WORK TASK: Where the records below reach the line containing "Q: Locate a point on each instance of the silene", start transcribing, and end with the line containing "white flower petal", exactly and with nothing else added.

EXERCISE MATERIALS:
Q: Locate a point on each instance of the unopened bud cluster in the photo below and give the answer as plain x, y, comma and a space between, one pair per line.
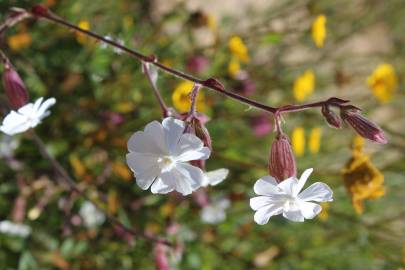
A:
353, 117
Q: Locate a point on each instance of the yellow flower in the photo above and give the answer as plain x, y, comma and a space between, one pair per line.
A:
383, 82
324, 214
362, 179
319, 30
19, 41
81, 38
238, 48
304, 85
181, 97
315, 140
298, 141
234, 67
212, 23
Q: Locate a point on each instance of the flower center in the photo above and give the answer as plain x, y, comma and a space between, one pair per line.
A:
290, 204
166, 163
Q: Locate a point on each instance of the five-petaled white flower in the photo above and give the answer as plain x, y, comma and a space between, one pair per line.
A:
92, 217
285, 198
214, 212
213, 178
28, 116
159, 157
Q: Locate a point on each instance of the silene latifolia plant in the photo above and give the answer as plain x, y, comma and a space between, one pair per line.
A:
170, 154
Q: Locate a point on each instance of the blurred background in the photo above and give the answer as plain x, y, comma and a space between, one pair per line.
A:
277, 52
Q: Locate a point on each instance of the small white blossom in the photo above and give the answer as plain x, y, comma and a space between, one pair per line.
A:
215, 177
28, 116
92, 217
8, 145
285, 198
214, 212
14, 229
104, 45
159, 157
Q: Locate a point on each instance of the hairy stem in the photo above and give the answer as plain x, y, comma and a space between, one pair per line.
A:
210, 83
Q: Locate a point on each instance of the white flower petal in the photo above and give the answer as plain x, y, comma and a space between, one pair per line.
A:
266, 185
145, 172
263, 215
150, 141
215, 177
194, 175
160, 187
14, 123
187, 142
318, 192
288, 186
309, 210
212, 214
261, 201
41, 112
201, 154
178, 181
295, 215
37, 104
174, 128
301, 182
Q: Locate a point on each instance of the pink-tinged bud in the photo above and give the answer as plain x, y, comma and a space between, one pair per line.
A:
331, 117
162, 263
352, 116
202, 132
196, 125
282, 161
15, 89
261, 125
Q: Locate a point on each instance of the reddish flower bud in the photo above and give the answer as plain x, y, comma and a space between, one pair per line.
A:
15, 89
282, 161
352, 116
202, 132
331, 118
196, 126
162, 263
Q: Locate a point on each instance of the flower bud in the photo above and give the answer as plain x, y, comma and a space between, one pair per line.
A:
202, 132
15, 89
162, 263
362, 125
282, 161
331, 118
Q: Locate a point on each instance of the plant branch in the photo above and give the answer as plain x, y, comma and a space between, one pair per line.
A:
156, 92
73, 186
210, 83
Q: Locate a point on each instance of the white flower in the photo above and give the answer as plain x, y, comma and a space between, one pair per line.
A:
215, 177
159, 157
214, 212
14, 229
28, 116
7, 146
92, 217
285, 198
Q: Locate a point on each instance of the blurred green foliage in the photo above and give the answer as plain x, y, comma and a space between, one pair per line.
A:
90, 82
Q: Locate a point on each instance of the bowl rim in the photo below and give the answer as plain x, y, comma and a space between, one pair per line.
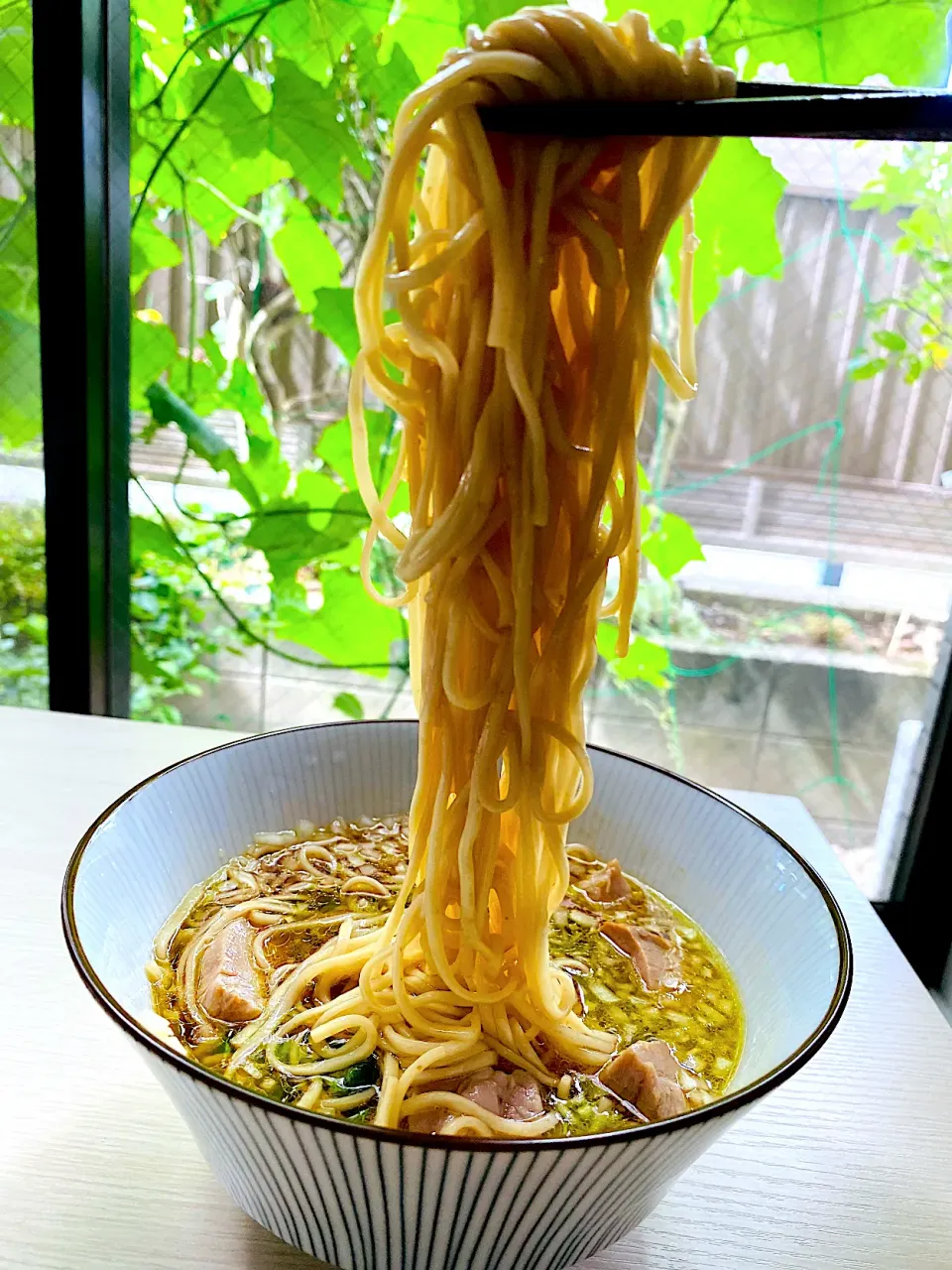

ANSWER AREA:
Q: Locate a point on each instance of the silene latifolia plant in the photo above and give the answer as plain x, y, comma and a space between, one pair per line.
A:
170, 154
Q: Locate a point on each instance of the blurred background in the photo above and give the answer as plain x, y, comma and a space between, one pair per line.
A:
277, 52
Q: Locate a point on each instance of the small white blossom in the photo above and give the answer as plain x, y, comma and a space between, one pair per line.
A:
215, 177
28, 116
92, 217
8, 145
285, 198
214, 212
14, 229
104, 45
159, 157
Q: Locate a point on each instance of the hairy stem in the photo above and give the answer as plain x, y, comma and a space between, one pair per line.
A:
210, 83
Q: Locate a point on each instance of the white flower petal in the photo above and give the answer as plain x, y, comma and a space between, one pair per line.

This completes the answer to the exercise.